Goal
Write out only the lines running from the one that contains "the billboard, each" to the end of the material, both ends included.

Records supplied
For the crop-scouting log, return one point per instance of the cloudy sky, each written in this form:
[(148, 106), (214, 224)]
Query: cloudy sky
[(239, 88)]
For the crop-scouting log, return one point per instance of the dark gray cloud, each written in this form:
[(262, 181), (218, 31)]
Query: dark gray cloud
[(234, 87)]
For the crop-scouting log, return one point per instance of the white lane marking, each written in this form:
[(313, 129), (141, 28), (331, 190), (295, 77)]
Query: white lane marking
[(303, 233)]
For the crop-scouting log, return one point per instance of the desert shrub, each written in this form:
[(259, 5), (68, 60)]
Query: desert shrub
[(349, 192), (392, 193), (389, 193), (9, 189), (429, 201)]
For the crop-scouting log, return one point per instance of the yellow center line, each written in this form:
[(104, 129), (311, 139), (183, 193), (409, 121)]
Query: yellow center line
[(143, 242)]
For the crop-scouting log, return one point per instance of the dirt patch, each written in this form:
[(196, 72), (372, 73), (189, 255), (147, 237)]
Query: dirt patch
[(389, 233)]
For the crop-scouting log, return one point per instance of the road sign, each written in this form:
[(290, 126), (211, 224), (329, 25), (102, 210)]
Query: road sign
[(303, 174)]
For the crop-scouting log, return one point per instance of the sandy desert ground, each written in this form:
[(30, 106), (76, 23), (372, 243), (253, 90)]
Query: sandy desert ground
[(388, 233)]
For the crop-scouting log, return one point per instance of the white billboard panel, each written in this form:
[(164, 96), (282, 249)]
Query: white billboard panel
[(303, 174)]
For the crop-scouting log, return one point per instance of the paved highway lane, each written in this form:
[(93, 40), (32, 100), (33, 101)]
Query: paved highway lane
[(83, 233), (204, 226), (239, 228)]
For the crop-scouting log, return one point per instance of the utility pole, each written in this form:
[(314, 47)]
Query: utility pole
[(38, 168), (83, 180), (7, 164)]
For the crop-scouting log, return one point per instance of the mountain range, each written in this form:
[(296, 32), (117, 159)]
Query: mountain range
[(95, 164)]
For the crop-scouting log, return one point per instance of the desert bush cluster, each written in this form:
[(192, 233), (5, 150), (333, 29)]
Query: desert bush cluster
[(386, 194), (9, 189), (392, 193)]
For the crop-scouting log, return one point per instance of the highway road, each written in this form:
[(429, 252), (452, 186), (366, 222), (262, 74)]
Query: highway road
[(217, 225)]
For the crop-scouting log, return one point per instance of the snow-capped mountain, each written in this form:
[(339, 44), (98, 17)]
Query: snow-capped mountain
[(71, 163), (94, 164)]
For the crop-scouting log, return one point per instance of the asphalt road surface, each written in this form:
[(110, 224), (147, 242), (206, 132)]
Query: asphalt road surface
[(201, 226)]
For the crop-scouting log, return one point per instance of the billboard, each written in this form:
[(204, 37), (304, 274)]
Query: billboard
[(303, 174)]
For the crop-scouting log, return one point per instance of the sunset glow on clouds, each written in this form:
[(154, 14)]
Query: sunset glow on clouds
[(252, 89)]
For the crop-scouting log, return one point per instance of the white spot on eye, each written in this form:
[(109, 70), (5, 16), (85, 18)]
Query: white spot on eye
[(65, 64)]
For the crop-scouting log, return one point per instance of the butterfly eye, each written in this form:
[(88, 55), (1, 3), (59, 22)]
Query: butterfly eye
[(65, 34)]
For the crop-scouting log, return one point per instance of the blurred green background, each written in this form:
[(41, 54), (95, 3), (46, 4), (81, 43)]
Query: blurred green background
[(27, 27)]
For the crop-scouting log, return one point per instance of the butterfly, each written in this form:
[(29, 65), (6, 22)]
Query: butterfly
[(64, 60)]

Exercise solution
For the crop-scouting log, return one point per instance of the billboard, each written in this form:
[(204, 37), (304, 274)]
Query: billboard
[(303, 174)]
For the crop-scouting log, return one point per instance of the sunset glow on clouds, each written in this form:
[(154, 14)]
Query: sunset glow on clouds
[(252, 89)]
For the crop-scouting log, return one point per instance of the white spot on eye, each written in this form:
[(109, 70), (5, 16), (85, 18)]
Query: white spot on eye
[(65, 64)]
For the crop-scouting log, return one point per instance of the butterfly eye, each written in this form:
[(88, 55), (1, 3), (59, 22)]
Query: butterfly eye
[(65, 34)]
For the crop-scouting log, return one point per instance of the blurred green background, each written in this form:
[(41, 54), (95, 3), (46, 4), (81, 43)]
Query: blurred green background
[(27, 27)]
For the crop-scouting log, return one point per instance of the butterfly, each written in this form:
[(29, 65), (6, 22)]
Query: butterfly
[(64, 60)]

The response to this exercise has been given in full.